Point-per-instance localization data:
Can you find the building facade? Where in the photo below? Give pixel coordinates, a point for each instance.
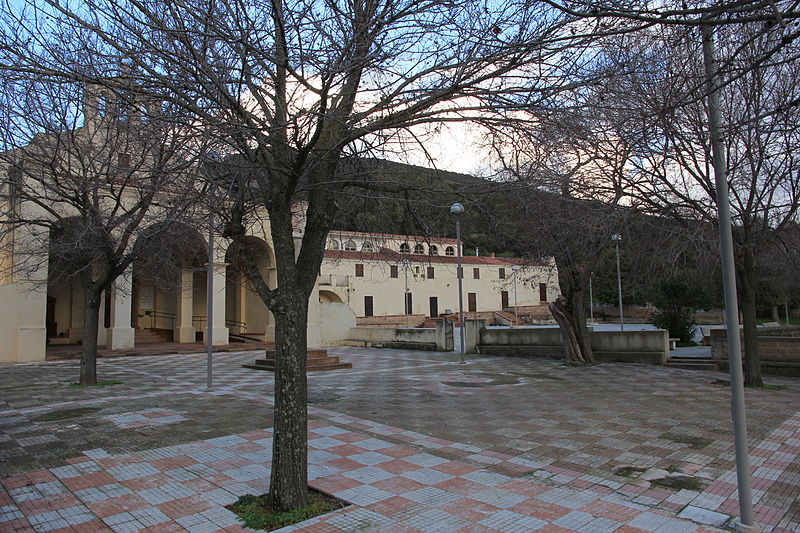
(376, 273)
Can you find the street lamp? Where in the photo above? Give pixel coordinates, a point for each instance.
(457, 209)
(514, 274)
(405, 294)
(616, 238)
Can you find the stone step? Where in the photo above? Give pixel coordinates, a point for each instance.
(310, 368)
(309, 362)
(312, 353)
(692, 363)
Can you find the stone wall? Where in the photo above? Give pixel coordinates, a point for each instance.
(778, 347)
(644, 347)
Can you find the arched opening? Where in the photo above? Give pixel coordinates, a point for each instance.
(329, 297)
(67, 257)
(169, 284)
(246, 314)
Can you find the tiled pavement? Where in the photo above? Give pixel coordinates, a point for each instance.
(412, 440)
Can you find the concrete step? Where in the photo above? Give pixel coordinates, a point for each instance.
(316, 359)
(309, 362)
(692, 363)
(314, 368)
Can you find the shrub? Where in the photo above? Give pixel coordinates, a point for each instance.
(679, 322)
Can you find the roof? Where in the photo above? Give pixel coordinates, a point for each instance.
(390, 256)
(396, 236)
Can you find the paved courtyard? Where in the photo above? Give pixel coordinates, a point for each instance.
(413, 440)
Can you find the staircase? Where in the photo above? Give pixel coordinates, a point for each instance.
(151, 336)
(317, 359)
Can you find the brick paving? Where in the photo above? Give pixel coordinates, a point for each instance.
(413, 440)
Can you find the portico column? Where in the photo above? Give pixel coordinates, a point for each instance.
(121, 335)
(76, 314)
(272, 282)
(184, 330)
(219, 332)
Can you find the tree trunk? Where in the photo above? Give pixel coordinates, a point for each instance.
(91, 318)
(289, 478)
(747, 288)
(570, 313)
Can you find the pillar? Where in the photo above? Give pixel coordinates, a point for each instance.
(121, 334)
(184, 329)
(76, 314)
(444, 336)
(472, 334)
(219, 332)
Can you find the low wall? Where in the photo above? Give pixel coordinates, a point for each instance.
(337, 319)
(406, 338)
(778, 350)
(643, 347)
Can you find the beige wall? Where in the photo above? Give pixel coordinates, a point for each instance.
(387, 292)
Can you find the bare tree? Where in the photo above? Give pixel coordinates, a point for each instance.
(90, 177)
(673, 172)
(291, 91)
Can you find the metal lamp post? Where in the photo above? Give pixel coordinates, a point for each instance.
(405, 294)
(457, 209)
(514, 270)
(616, 238)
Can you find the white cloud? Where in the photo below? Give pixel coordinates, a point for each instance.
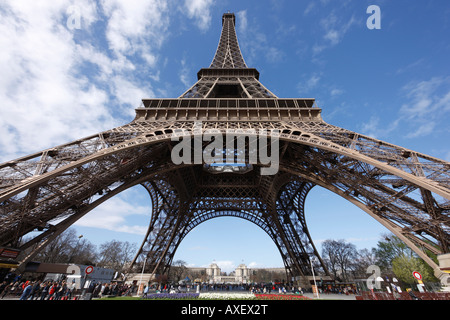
(200, 11)
(43, 83)
(226, 265)
(114, 214)
(427, 104)
(38, 87)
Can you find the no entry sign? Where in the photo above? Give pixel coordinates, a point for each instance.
(417, 275)
(89, 270)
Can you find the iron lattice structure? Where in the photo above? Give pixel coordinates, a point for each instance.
(404, 190)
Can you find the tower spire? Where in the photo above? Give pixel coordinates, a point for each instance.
(228, 76)
(228, 54)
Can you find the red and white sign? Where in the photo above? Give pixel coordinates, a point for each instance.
(417, 275)
(89, 270)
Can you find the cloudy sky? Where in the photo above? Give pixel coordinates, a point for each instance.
(71, 68)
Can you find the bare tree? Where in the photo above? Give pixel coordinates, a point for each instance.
(340, 258)
(178, 270)
(115, 254)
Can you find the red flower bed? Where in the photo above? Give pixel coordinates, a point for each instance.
(280, 297)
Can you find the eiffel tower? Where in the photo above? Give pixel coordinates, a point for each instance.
(406, 191)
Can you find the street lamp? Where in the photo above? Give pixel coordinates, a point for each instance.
(314, 277)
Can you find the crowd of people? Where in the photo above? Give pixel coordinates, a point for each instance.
(60, 290)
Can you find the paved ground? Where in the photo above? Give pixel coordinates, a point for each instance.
(309, 295)
(332, 296)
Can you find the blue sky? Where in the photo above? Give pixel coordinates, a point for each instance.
(77, 67)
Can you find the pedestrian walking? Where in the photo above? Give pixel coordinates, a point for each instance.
(26, 291)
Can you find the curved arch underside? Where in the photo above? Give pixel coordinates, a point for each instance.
(407, 192)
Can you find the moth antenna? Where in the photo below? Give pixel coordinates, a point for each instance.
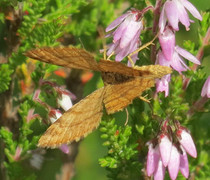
(142, 47)
(127, 117)
(102, 36)
(81, 43)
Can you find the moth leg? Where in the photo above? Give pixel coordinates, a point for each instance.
(139, 49)
(144, 98)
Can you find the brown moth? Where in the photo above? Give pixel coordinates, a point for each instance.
(121, 85)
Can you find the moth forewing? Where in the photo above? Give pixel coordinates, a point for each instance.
(122, 85)
(119, 96)
(70, 57)
(75, 123)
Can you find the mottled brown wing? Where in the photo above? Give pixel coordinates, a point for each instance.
(153, 71)
(119, 96)
(75, 123)
(65, 56)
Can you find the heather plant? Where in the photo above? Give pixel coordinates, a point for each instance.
(161, 135)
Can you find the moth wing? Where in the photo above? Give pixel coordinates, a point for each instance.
(119, 96)
(75, 123)
(65, 56)
(153, 71)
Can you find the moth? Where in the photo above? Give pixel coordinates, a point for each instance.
(121, 85)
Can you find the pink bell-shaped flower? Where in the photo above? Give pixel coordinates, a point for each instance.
(174, 162)
(206, 88)
(184, 165)
(153, 157)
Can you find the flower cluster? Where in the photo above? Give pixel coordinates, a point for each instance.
(173, 12)
(206, 88)
(125, 31)
(169, 150)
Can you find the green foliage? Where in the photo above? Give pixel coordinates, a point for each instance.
(5, 77)
(122, 153)
(40, 23)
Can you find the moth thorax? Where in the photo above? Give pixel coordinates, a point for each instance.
(115, 78)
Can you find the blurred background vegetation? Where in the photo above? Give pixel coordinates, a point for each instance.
(68, 22)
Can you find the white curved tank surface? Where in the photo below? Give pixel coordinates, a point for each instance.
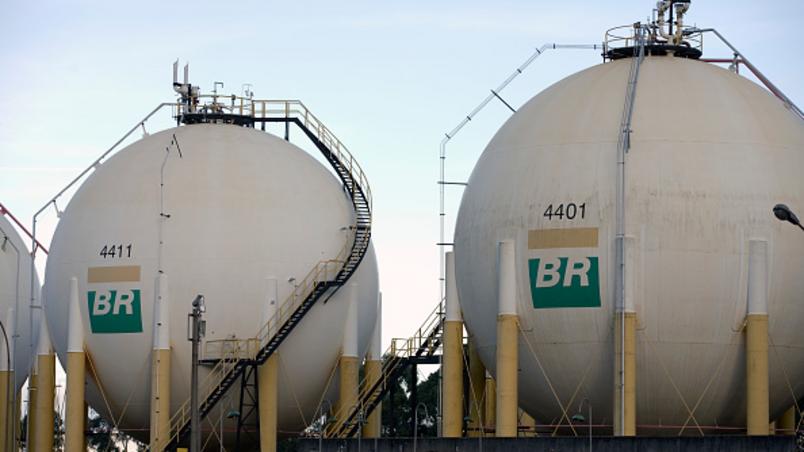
(711, 154)
(15, 293)
(233, 208)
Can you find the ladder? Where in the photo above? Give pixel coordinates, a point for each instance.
(424, 342)
(321, 283)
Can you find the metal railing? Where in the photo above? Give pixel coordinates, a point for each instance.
(425, 341)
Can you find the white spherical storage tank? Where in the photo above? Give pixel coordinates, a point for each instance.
(22, 330)
(711, 154)
(223, 213)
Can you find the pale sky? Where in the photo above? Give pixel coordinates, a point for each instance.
(388, 78)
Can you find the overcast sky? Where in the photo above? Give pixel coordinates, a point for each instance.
(388, 78)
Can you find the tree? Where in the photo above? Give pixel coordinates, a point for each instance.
(397, 413)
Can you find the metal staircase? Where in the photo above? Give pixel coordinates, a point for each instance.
(425, 342)
(320, 283)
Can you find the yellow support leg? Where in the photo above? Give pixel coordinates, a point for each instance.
(75, 415)
(45, 396)
(373, 426)
(347, 394)
(6, 430)
(477, 382)
(453, 379)
(33, 390)
(756, 362)
(786, 424)
(268, 375)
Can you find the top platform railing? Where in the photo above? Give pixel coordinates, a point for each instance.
(273, 109)
(624, 36)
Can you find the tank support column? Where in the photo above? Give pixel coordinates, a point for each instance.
(625, 320)
(33, 386)
(267, 379)
(46, 363)
(76, 375)
(477, 383)
(452, 358)
(160, 366)
(507, 342)
(373, 371)
(756, 340)
(349, 365)
(625, 391)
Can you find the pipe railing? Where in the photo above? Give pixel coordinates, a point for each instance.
(425, 340)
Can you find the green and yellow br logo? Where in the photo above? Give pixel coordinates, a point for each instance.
(563, 274)
(564, 282)
(115, 311)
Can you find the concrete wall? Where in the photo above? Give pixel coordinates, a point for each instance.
(607, 444)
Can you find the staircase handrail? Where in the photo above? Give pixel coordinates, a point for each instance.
(287, 109)
(423, 340)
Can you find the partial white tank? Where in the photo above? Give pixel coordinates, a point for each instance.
(711, 154)
(219, 214)
(22, 330)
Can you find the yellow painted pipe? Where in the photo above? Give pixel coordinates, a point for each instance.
(756, 380)
(372, 429)
(33, 390)
(477, 382)
(75, 411)
(6, 416)
(268, 390)
(17, 411)
(507, 381)
(160, 398)
(786, 424)
(347, 394)
(490, 415)
(625, 425)
(452, 375)
(45, 395)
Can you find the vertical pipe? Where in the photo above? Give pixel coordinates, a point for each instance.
(477, 382)
(756, 340)
(786, 424)
(452, 358)
(625, 346)
(507, 342)
(33, 386)
(267, 376)
(349, 365)
(373, 427)
(160, 366)
(45, 395)
(76, 374)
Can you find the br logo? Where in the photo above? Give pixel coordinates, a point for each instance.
(115, 311)
(564, 282)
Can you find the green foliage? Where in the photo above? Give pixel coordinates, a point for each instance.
(399, 422)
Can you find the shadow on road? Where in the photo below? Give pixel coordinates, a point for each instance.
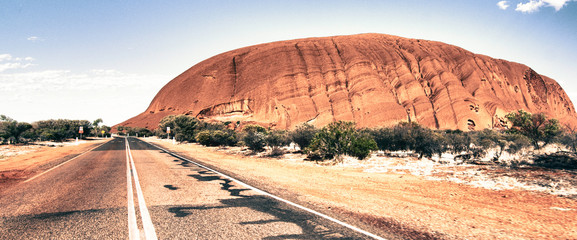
(311, 228)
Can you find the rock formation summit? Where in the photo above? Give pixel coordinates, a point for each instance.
(372, 79)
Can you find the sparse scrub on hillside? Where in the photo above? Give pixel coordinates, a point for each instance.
(303, 135)
(537, 127)
(277, 139)
(216, 138)
(341, 138)
(254, 137)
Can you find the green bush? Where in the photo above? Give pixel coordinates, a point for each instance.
(216, 138)
(12, 130)
(277, 139)
(537, 127)
(340, 138)
(384, 137)
(255, 141)
(569, 139)
(303, 135)
(182, 127)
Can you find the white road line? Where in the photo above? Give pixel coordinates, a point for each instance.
(59, 165)
(149, 231)
(276, 197)
(133, 233)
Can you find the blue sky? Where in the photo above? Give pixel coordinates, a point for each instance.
(107, 59)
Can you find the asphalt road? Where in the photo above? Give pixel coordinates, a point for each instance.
(90, 198)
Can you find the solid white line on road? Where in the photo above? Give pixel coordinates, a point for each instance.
(133, 233)
(149, 231)
(276, 197)
(32, 178)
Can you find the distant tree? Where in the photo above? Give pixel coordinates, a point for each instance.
(384, 137)
(303, 135)
(458, 141)
(216, 138)
(537, 127)
(254, 137)
(340, 138)
(95, 127)
(569, 138)
(61, 129)
(277, 139)
(182, 127)
(11, 130)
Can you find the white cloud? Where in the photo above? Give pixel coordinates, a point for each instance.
(14, 65)
(56, 80)
(535, 5)
(557, 4)
(503, 5)
(4, 57)
(531, 6)
(8, 62)
(100, 93)
(34, 39)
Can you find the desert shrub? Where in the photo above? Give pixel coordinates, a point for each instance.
(255, 141)
(537, 127)
(339, 138)
(562, 160)
(254, 128)
(12, 130)
(384, 138)
(182, 127)
(517, 142)
(61, 129)
(277, 139)
(458, 141)
(405, 136)
(303, 135)
(427, 142)
(410, 137)
(361, 146)
(569, 138)
(216, 138)
(254, 137)
(137, 131)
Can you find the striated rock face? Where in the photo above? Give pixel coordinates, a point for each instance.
(372, 79)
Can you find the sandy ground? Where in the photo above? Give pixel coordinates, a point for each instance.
(419, 201)
(23, 161)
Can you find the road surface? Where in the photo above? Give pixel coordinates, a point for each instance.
(129, 189)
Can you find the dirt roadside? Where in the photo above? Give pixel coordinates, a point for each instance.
(412, 205)
(22, 162)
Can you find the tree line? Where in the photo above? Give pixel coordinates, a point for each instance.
(527, 131)
(58, 130)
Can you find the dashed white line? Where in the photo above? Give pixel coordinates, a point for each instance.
(149, 231)
(276, 197)
(133, 233)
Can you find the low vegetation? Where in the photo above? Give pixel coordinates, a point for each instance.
(12, 131)
(527, 132)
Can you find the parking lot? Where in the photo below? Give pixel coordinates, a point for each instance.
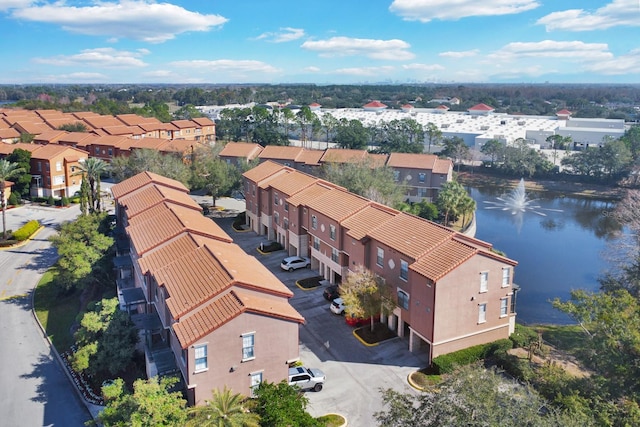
(355, 372)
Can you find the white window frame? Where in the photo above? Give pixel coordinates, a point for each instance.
(404, 270)
(506, 276)
(200, 358)
(248, 346)
(403, 299)
(482, 313)
(255, 379)
(504, 307)
(484, 281)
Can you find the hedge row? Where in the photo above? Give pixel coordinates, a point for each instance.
(26, 231)
(447, 363)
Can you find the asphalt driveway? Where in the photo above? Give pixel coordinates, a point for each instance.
(355, 372)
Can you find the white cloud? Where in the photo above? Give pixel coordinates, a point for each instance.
(392, 50)
(286, 34)
(459, 54)
(14, 4)
(616, 13)
(423, 67)
(448, 10)
(365, 71)
(101, 57)
(143, 20)
(227, 65)
(573, 50)
(624, 64)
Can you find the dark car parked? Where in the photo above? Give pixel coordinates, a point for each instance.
(331, 292)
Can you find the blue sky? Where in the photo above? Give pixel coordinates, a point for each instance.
(321, 41)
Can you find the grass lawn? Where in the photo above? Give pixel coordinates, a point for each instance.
(310, 282)
(380, 333)
(56, 314)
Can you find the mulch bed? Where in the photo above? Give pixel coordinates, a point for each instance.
(380, 333)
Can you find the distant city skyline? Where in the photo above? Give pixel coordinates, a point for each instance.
(322, 42)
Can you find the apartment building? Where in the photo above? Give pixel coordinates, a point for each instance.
(54, 168)
(207, 311)
(452, 291)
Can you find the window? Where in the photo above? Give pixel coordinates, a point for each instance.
(256, 379)
(404, 270)
(248, 341)
(200, 354)
(403, 299)
(504, 304)
(482, 313)
(506, 275)
(484, 281)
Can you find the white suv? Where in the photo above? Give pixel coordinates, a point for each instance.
(306, 378)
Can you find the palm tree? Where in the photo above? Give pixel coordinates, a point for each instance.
(224, 410)
(91, 170)
(7, 170)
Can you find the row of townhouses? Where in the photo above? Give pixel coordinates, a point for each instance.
(46, 123)
(206, 309)
(422, 174)
(453, 291)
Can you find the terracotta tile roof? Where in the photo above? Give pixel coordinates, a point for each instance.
(152, 194)
(241, 149)
(292, 182)
(280, 152)
(339, 155)
(443, 166)
(410, 235)
(264, 170)
(159, 224)
(183, 124)
(481, 107)
(207, 320)
(33, 128)
(203, 121)
(443, 259)
(311, 157)
(312, 192)
(226, 308)
(372, 216)
(245, 270)
(338, 205)
(142, 179)
(412, 161)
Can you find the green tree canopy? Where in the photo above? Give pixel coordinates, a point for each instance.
(150, 405)
(281, 405)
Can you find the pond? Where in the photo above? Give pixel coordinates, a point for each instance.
(560, 243)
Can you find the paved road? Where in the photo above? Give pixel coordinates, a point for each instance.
(355, 373)
(34, 391)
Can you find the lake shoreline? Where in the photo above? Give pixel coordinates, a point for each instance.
(558, 188)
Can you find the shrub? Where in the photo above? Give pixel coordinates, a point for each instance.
(523, 336)
(26, 231)
(447, 363)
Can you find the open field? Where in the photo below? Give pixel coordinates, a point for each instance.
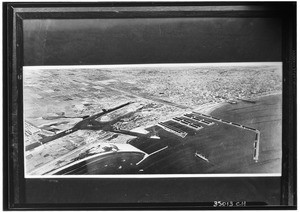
(56, 99)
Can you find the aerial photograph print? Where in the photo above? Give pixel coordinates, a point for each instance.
(155, 117)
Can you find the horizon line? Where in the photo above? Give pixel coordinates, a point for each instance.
(149, 65)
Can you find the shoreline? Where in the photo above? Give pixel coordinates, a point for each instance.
(208, 108)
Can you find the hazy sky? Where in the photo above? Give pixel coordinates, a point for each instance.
(151, 40)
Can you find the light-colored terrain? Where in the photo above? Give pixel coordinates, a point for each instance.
(55, 99)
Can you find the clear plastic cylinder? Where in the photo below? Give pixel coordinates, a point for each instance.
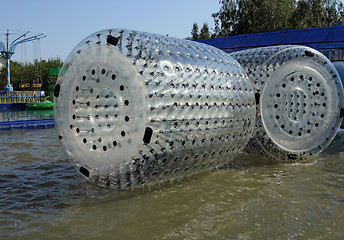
(135, 108)
(299, 98)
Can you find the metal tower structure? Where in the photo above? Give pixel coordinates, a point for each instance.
(7, 50)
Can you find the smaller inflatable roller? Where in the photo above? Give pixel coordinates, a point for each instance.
(299, 98)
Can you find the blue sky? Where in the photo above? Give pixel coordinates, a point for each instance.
(66, 23)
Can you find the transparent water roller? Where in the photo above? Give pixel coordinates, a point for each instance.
(135, 108)
(299, 99)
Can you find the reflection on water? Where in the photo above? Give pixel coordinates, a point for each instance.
(43, 197)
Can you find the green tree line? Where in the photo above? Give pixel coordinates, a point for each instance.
(237, 17)
(30, 72)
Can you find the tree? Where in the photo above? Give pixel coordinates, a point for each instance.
(237, 17)
(37, 71)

### Task directions
Starting at the line that contains "Can you find the pond?" and ending with the last line of the data, transcribe every line exactly; skip the pictures.

### Exercise response
Can you find the pond? Where in the photo above? Give pixel coordinates, a point for each instance.
(560, 243)
Can you find the paved road? Where in the photo above? Give pixel coordinates, a point for each instance.
(355, 373)
(34, 391)
Can you find the lake shoreline? Where in the photo above? Give pixel coordinates, a point for each instance.
(558, 188)
Can you find the shrub? Where in the photo above? Give pixel coordinates, a point for each instance.
(523, 336)
(26, 231)
(447, 363)
Can you find the open field? Where in the photo below? Give pixel coordinates, a point for each instance.
(56, 99)
Can you find the aerial photograph print? Where in the photo above? Give pixel coordinates, a point for each instance.
(155, 117)
Can you find the horizon line? Where in the photo above? Give pixel coordinates, a point for each instance.
(149, 65)
Can you find the shoreline? Where in the photo above? Give pixel coordinates, a point for each instance.
(208, 108)
Can you find the hazy sky? Where in the photo above? Give pixel coordinates, a point for each instance.
(151, 40)
Can you find the light-colored terrain? Where in the photo above? Give pixel coordinates, a point for each instance.
(55, 99)
Can you find the clear plastic cylinder? Where in the photo below? Give pixel coordinates, a point for each instance.
(135, 108)
(299, 98)
Can you find the metal tower structure? Where in the photo above? Give pixel coordinates, a point for each instance.
(7, 50)
Can you find the smaller inflatable roller? Where in the photo above? Give pixel coordinates, a point for each instance.
(299, 98)
Can you find the blue sky? Where in the photo above? Give pixel coordinates, a point for each instance.
(66, 23)
Can you find the transparent water roller? Where in the photo above? Give pixel coordinates, a point for each instance.
(135, 108)
(299, 99)
Can you find the reflection on water? Where in the photo above? Give pixel coordinates, a point for each instance.
(43, 197)
Can you find the green tree line? Where in the photo above? Give pixel coordinates, a point for each instance.
(237, 17)
(30, 72)
Can you find the tree? Where in the photo above? Give pixel coordinates, a point for each instance.
(237, 17)
(37, 71)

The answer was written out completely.